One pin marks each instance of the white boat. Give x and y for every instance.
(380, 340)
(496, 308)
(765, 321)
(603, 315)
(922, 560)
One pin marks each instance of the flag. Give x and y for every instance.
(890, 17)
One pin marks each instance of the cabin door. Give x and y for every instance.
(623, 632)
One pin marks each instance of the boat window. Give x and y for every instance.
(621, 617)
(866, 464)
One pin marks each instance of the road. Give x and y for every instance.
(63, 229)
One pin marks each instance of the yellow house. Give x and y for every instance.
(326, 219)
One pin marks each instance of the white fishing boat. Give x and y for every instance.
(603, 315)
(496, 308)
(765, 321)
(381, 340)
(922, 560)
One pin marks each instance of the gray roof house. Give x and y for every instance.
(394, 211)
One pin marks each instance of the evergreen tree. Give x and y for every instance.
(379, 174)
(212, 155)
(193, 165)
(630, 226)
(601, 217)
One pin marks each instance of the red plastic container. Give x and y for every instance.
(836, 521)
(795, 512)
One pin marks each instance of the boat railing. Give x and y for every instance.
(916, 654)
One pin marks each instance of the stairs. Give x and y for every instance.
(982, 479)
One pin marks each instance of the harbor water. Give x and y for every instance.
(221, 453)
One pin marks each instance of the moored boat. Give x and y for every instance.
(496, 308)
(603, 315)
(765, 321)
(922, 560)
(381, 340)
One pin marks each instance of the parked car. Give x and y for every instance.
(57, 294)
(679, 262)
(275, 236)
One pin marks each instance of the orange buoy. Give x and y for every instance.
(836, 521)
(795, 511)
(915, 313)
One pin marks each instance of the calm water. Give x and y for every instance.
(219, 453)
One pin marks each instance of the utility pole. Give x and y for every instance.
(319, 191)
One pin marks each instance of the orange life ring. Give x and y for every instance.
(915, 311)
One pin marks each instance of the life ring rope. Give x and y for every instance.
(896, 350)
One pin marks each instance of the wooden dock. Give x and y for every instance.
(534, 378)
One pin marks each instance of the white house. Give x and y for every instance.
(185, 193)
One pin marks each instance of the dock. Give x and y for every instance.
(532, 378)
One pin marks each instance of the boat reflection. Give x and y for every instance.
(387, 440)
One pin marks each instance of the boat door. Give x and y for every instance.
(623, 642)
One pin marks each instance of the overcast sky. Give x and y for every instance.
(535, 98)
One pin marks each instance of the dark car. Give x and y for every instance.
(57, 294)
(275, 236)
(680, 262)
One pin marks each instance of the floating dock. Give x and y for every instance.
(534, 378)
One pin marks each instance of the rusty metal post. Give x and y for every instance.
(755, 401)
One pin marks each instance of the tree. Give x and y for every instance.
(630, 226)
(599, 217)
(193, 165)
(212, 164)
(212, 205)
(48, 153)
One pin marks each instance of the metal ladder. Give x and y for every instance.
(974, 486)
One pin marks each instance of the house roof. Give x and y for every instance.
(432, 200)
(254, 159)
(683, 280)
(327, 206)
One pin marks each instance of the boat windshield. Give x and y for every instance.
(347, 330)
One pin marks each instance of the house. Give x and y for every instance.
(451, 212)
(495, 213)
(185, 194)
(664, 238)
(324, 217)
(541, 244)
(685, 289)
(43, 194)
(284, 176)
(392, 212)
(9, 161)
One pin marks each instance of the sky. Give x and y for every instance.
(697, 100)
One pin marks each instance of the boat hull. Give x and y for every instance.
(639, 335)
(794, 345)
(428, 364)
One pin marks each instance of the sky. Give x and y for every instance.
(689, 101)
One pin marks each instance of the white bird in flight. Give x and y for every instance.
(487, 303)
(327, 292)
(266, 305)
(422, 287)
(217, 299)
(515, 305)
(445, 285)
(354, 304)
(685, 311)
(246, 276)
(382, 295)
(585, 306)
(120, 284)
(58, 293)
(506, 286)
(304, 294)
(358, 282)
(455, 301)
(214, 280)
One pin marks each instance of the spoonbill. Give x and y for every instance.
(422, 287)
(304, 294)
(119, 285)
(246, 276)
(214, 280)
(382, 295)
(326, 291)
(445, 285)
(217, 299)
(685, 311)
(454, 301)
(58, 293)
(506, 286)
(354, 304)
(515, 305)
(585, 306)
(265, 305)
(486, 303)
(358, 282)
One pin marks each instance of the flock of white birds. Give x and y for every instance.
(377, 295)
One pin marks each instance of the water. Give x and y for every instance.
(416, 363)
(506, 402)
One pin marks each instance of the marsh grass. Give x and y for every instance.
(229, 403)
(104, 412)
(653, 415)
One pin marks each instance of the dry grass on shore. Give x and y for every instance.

____________________

» **Problem details**
Send back all of the material exactly as given.

» **Exercise answer**
One pin marks each instance of the white boat. Give x and y for every instance.
(380, 340)
(496, 308)
(765, 321)
(603, 315)
(922, 560)
One pin marks each instance of the flag. Give x and y for every instance.
(890, 17)
One pin marks each instance of the cabin door. Give x and y for every instance.
(623, 632)
One pin marks each instance of the boat window. Give x and y for every instance.
(621, 617)
(866, 464)
One pin marks each instance of the road. Give x and y for every instance.
(63, 229)
One pin marks each instance of the yellow house. Give x and y for every instance.
(326, 219)
One pin marks each instance of the white fishing boat. Give x and y for every instance.
(603, 315)
(496, 308)
(765, 321)
(381, 340)
(922, 560)
One pin marks each instance of the gray roof house. Give x and y for every instance.
(394, 211)
One pin marks each instance of the evergreen tree. Give x and y for every instance.
(379, 174)
(212, 155)
(193, 165)
(630, 226)
(601, 217)
One pin marks each instance of the red plastic container. Give x and y for every instance.
(836, 521)
(795, 512)
One pin marks each instance of the boat railing. Give x and y for every instance.
(916, 654)
One pin marks each instance of the stairs. Give x and y for every instance.
(982, 479)
One pin marks each instance of the harbor water. Give x and y for every instance.
(221, 453)
One pin marks each instance of the moored boat. Give x and y for every instance.
(496, 308)
(603, 315)
(765, 321)
(922, 560)
(381, 340)
One pin marks each instance of the parked car. Give x and y for every instance.
(57, 294)
(679, 262)
(275, 236)
One pin marks each instance of the orange buoy. Give x and y for every instance.
(836, 521)
(795, 511)
(915, 313)
One pin marks each instance of the calm water. Give x and y for every instance.
(219, 453)
One pin marks each instance of the utility pole. Give x and y for every instance.
(319, 191)
One pin marks each instance of the orange life ring. Give x and y for every instance.
(915, 311)
One pin marks each instance of the life ring rope. Give x and y for every instance.
(896, 350)
One pin marks each instance of the wooden dock. Give x and y for every instance.
(534, 378)
One pin marks each instance of the white house. Give x and y for every instance.
(185, 193)
One pin marks each instance of the dock. Give x and y for every instance.
(532, 378)
One pin marks each instance of the boat reflection. Give x and y for every instance.
(387, 440)
One pin marks each instance of the boat door. Give x and y for every instance.
(623, 642)
One pin marks each instance of the overcast sky. Give x and y for every instance.
(535, 98)
One pin marks each instance of the dark car. Give x and y for every instance.
(57, 294)
(275, 236)
(680, 262)
One pin marks each instance of the floating dock. Give x and y for every instance.
(534, 378)
One pin marks each instance of the rusty metal post. Give x and y for every instance.
(755, 401)
One pin marks each instance of the tree. Give x and y for every instance.
(630, 226)
(599, 217)
(193, 165)
(212, 164)
(212, 205)
(48, 153)
One pin marks each instance of the metal ladder. Give x and y for every instance.
(974, 486)
One pin marks each instance of the house roof. Give x and y for every instance.
(432, 200)
(254, 159)
(683, 280)
(327, 206)
One pin marks each instance of the boat windshield. Give x and y for every instance.
(347, 330)
One pin marks each instance of the house. Give x and y for every instance.
(451, 212)
(495, 213)
(185, 194)
(664, 238)
(324, 217)
(541, 244)
(685, 289)
(43, 194)
(284, 176)
(392, 212)
(9, 161)
One pin marks each instance of the sky. Give x and y for every instance.
(697, 100)
One pin marks each instance of the boat hull. Give x and y for every instance.
(639, 335)
(794, 345)
(428, 364)
One pin marks each instance of the sky. Give x and y for every instance.
(689, 101)
One pin marks each instance of the white bird in flight. Give x and y for every instance.
(487, 303)
(327, 292)
(266, 305)
(422, 287)
(217, 299)
(515, 305)
(445, 285)
(354, 304)
(685, 311)
(246, 276)
(382, 295)
(585, 306)
(120, 284)
(58, 293)
(506, 286)
(304, 294)
(358, 282)
(455, 301)
(214, 280)
One pin marks each instance of the spoonbill. Give x and y for every instance.
(422, 287)
(304, 294)
(119, 285)
(246, 276)
(214, 280)
(382, 295)
(326, 291)
(445, 285)
(217, 299)
(685, 311)
(454, 301)
(58, 293)
(506, 286)
(354, 304)
(515, 305)
(585, 306)
(265, 305)
(486, 303)
(358, 282)
One pin marks each instance of the flock of white birds. Give x and y for every instance.
(377, 295)
One pin marks each instance of the water. Give x and y for every instance.
(416, 363)
(506, 402)
One pin marks each instance of the marsh grass. Give x and y for every instance.
(229, 403)
(104, 412)
(653, 415)
One pin marks each instance of the dry grass on shore. Give x and y for every instance.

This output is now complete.